Dataset items
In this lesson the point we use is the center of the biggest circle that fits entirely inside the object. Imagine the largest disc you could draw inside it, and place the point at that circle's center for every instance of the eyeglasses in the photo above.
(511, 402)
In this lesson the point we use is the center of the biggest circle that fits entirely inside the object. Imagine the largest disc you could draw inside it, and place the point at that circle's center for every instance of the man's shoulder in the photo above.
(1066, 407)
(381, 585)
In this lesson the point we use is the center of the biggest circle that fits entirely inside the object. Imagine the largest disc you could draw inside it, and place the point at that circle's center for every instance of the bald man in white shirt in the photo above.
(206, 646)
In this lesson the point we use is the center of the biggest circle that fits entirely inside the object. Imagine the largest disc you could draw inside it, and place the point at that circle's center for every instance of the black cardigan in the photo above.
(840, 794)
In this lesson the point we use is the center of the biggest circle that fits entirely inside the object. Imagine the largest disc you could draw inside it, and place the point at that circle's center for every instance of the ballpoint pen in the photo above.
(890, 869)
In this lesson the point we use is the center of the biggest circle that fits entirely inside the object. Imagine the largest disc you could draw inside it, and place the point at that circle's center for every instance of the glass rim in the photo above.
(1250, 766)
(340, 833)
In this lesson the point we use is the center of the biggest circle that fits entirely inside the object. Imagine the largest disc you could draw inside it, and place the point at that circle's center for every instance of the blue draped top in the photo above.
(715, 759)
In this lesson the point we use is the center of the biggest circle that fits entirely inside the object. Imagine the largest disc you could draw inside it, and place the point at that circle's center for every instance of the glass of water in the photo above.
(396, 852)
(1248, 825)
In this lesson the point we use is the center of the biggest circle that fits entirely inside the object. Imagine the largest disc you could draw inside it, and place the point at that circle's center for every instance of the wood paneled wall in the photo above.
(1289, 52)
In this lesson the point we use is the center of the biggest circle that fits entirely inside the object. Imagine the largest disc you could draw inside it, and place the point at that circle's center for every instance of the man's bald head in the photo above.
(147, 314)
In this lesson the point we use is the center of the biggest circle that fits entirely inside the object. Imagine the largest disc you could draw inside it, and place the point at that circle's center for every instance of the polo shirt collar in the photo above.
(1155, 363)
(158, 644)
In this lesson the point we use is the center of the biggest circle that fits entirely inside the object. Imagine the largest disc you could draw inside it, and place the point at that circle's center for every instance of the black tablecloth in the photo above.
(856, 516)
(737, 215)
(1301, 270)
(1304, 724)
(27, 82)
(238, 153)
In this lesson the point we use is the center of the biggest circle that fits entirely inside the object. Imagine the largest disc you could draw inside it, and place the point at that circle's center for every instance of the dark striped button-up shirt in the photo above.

What to work on: The data above must be restated word for word.

Answer section:
In this lesson the point we use is the center of the biggest circle that fits entirely inside the object. Imagine the largest disc you could draw inside it, and place the point at that circle's center for every instance of the eyeglasses in the photo above.
(511, 402)
In this lesson the point we use is the center of the biggest circle that fits entirely inside the object. Imagine the largest disc you could draw inside it, and place the point at that circle's center for every instance of the man's shoulder in the photo above.
(1066, 407)
(381, 585)
In this lesson the point we use is the center of the biggest circle that fits entirely inside the object. Imagine the largest disc you could draw inside it, and place the point at that circle's center for every instance of the bald man in white shirt in the photo above.
(206, 646)
In this lesson the point we use is the center of the biggest circle that fits entirely inside the object. Imagine the largest disc you could draw inside it, and place the point at that circle's center for every instance of the black cardigan in the photo above.
(840, 794)
In this lesson the point we use is the center of the biggest circle that fits entirely inside the object. Imagine the largest disc you could draw inside it, and place the point at that circle's center for every instance of the ballpoint pen in the photo above.
(890, 869)
In this lesson the point we use is the center of the biggest circle that fits entirely inside the object. Imagine the largest disc you could draw inside it, and place the point at that circle's center for every instance of the glass rim in the photo above.
(1250, 766)
(340, 833)
In this lesson the point we use is the center of the biggest circle that fits entirely inside the object. Imagine the largest disc you could draw inside it, and place the point at that circle's center for every instance of the blue draped top in the photo above.
(715, 759)
In this lesson the point we use is the center of the biggest circle that fits entirely inside the object. Imagine the largest disc you could draw inside it, and place the point at that circle's center for every instance of the glass of water in the photo above.
(396, 852)
(1248, 825)
In this lesson the point we use is the center of the biggest circle that fits entirely inside the object. Imagine the largest disc you could draw inside it, and place the point at that circle's center for every instance of the wood paneled wall in the photo above.
(1289, 52)
In this lesson the point we use is the center of the biggest circle that fits entirely inside the object. Imagine the largest disc you could draw inside it, and place the point at that circle's center for every instance of the man's bald head in the photo above.
(147, 314)
In this lesson the point we use is the center of the biggest circle that fits entirely inside the object. Imagine the largest disc you could draw inside it, and place the point at that circle's center for every instance of the polo shirt collar in the photo above.
(1155, 363)
(158, 644)
In this lesson the point we use is the center of the biggest circle that fits entirely inside the object. Imagine the largest disc you could draw inside it, and place the point at that circle's center for every instance of the black tablecloth in the photo above.
(856, 516)
(737, 215)
(1301, 270)
(1304, 724)
(27, 82)
(238, 153)
In this lesson the point we use is the center of the biggest circle that fits entirely inside the object. Imagine the largest disc you could draw inside it, and place the point at that circle's center for every instance of the dark striped button-up shirt in the photo above.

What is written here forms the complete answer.